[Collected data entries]
───
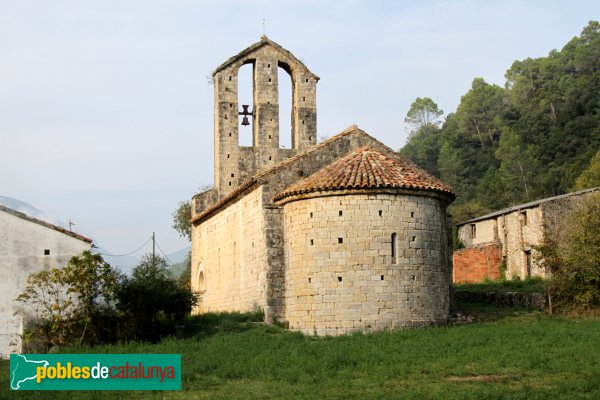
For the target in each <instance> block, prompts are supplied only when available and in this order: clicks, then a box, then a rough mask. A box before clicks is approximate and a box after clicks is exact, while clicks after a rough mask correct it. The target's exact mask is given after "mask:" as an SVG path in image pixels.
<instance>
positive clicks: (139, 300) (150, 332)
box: [116, 255, 196, 341]
mask: <svg viewBox="0 0 600 400" xmlns="http://www.w3.org/2000/svg"><path fill="white" fill-rule="evenodd" d="M116 294H117V300H118V302H117V307H118V309H119V310H120V311H121V312H123V313H124V318H125V323H126V325H127V326H126V327H125V329H126V336H127V337H128V338H129V339H138V340H148V341H157V340H159V339H160V338H161V337H163V336H165V335H170V334H173V333H174V331H175V325H177V324H180V323H182V322H183V321H184V319H185V318H186V317H187V316H188V315H189V313H190V311H191V309H192V307H193V306H194V304H195V303H196V296H195V295H194V293H193V292H192V291H191V289H190V288H189V286H188V287H186V286H185V285H181V284H180V283H179V282H178V281H177V279H176V278H174V277H173V276H172V275H171V272H170V271H169V267H168V265H167V261H166V260H165V259H164V258H162V257H158V256H151V255H145V256H144V257H143V258H142V261H141V263H140V264H139V265H138V266H137V267H135V268H134V270H133V274H132V276H131V278H129V277H125V276H123V277H121V280H120V282H119V284H118V287H117V291H116Z"/></svg>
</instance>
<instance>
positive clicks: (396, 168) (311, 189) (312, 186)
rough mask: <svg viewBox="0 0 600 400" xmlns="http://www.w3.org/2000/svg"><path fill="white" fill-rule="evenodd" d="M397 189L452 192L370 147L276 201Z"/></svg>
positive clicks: (288, 187)
mask: <svg viewBox="0 0 600 400" xmlns="http://www.w3.org/2000/svg"><path fill="white" fill-rule="evenodd" d="M376 188H398V189H419V190H431V191H436V192H442V193H448V194H452V190H451V189H450V188H449V187H448V186H447V185H445V184H444V183H443V182H441V181H439V180H438V179H436V178H434V177H432V176H430V175H429V174H427V173H426V172H425V171H422V170H421V169H419V168H416V167H415V166H414V165H413V164H412V163H409V162H406V163H402V162H400V161H398V160H395V159H393V158H391V157H389V156H387V155H385V154H383V153H381V152H379V151H377V150H375V149H372V148H370V147H361V148H358V149H356V150H354V151H353V152H351V153H350V154H348V155H347V156H345V157H342V158H340V159H339V160H337V161H335V162H334V163H332V164H330V165H328V166H326V167H325V168H323V169H321V170H319V171H317V172H315V173H314V174H312V175H311V176H309V177H308V178H306V179H303V180H301V181H299V182H297V183H294V184H293V185H291V186H289V187H287V188H286V189H285V190H283V191H282V192H280V193H278V194H276V195H275V196H274V197H273V200H274V201H277V200H281V199H283V198H285V197H288V196H293V195H297V194H304V193H311V192H317V191H332V190H345V189H376Z"/></svg>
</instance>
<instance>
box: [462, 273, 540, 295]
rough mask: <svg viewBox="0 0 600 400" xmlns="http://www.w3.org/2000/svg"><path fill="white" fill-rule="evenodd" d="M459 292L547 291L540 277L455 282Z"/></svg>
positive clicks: (508, 291) (509, 291) (506, 291)
mask: <svg viewBox="0 0 600 400" xmlns="http://www.w3.org/2000/svg"><path fill="white" fill-rule="evenodd" d="M453 288H454V290H455V291H457V292H500V293H504V292H520V293H546V288H545V286H544V280H543V279H541V278H538V277H532V278H527V279H524V280H520V279H514V280H497V281H487V282H482V283H463V284H455V285H453Z"/></svg>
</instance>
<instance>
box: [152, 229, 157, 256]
mask: <svg viewBox="0 0 600 400" xmlns="http://www.w3.org/2000/svg"><path fill="white" fill-rule="evenodd" d="M155 258H156V237H155V236H154V232H152V263H153V264H154V262H155V261H156V260H155Z"/></svg>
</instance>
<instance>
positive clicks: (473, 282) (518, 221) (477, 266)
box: [453, 188, 600, 283]
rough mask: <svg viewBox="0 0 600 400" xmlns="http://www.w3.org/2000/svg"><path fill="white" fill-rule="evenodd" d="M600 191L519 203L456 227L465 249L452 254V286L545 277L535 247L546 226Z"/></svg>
mask: <svg viewBox="0 0 600 400" xmlns="http://www.w3.org/2000/svg"><path fill="white" fill-rule="evenodd" d="M598 190H600V188H592V189H586V190H581V191H578V192H573V193H567V194H563V195H559V196H553V197H548V198H545V199H541V200H537V201H533V202H530V203H525V204H520V205H517V206H513V207H509V208H505V209H502V210H499V211H495V212H493V213H490V214H487V215H483V216H481V217H477V218H474V219H471V220H469V221H466V222H463V223H462V224H459V225H457V228H458V239H459V240H460V242H461V243H462V244H463V245H464V246H465V247H464V248H463V249H460V250H457V251H455V252H454V255H453V264H454V275H453V281H454V282H455V283H477V282H481V281H483V280H485V279H492V280H493V279H499V278H501V277H503V276H504V277H506V278H507V279H513V278H519V279H525V278H528V277H531V276H538V277H542V278H543V277H546V276H548V275H549V271H547V270H546V268H545V267H544V266H543V260H542V259H541V257H540V255H539V252H538V251H537V250H536V246H539V245H541V244H543V242H544V240H545V237H546V236H545V235H546V234H547V225H548V224H552V223H553V222H554V221H555V220H557V219H559V218H561V216H562V214H564V212H565V211H566V210H570V209H572V208H573V206H574V204H575V203H576V202H578V201H580V200H581V199H583V198H585V197H586V196H588V195H590V194H593V193H595V192H597V191H598Z"/></svg>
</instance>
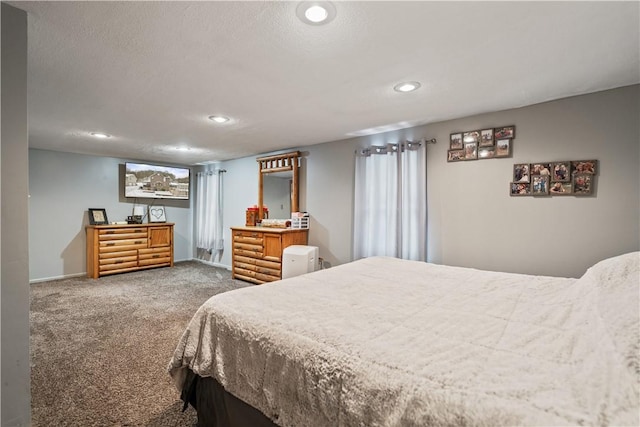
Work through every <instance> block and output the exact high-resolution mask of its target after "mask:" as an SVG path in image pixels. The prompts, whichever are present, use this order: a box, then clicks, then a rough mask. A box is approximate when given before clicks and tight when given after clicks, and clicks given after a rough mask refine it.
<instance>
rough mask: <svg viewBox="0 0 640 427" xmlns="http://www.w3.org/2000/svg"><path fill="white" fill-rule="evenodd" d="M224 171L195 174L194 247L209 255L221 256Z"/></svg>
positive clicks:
───
Could you repeat, exactly and with nothing added, the lines from the top of the entries above through the line that holds "positive clicks: (396, 168)", leaving out any pictures?

For the target in each <instance> block, prompts are supplied only when available and in this order: clicks, then a box, then a rough mask. A box before clicks is approximate and a box after clicks is exact, while clicks after a rough mask correct it. The target's exact mask is given after "mask:" as an SVG path in image pixels.
<instance>
positive clicks: (139, 300) (150, 332)
box: [116, 255, 196, 341]
mask: <svg viewBox="0 0 600 400" xmlns="http://www.w3.org/2000/svg"><path fill="white" fill-rule="evenodd" d="M116 294H117V300H118V302H117V307H118V309H119V310H120V311H121V312H123V313H124V318H125V323H126V325H127V326H126V327H125V329H126V336H127V337H128V338H129V339H138V340H148V341H157V340H159V339H160V338H161V337H163V336H165V335H170V334H173V333H174V331H175V325H177V324H180V323H182V322H183V321H184V319H185V318H186V317H187V316H188V315H189V313H190V311H191V309H192V307H193V306H194V304H195V303H196V296H195V295H194V293H193V292H192V291H191V289H190V288H189V286H188V287H186V286H185V285H181V284H180V283H179V282H178V281H177V279H176V278H174V277H173V276H172V275H171V272H170V271H169V267H168V265H167V261H166V260H165V259H164V258H162V257H158V256H151V255H145V256H144V257H143V258H142V261H141V263H140V264H139V265H138V266H137V267H135V268H134V270H133V274H132V276H131V278H129V277H125V276H123V277H121V280H120V282H119V284H118V287H117V291H116Z"/></svg>
</instance>
<instance>
positive clicks: (396, 168) (311, 189) (312, 186)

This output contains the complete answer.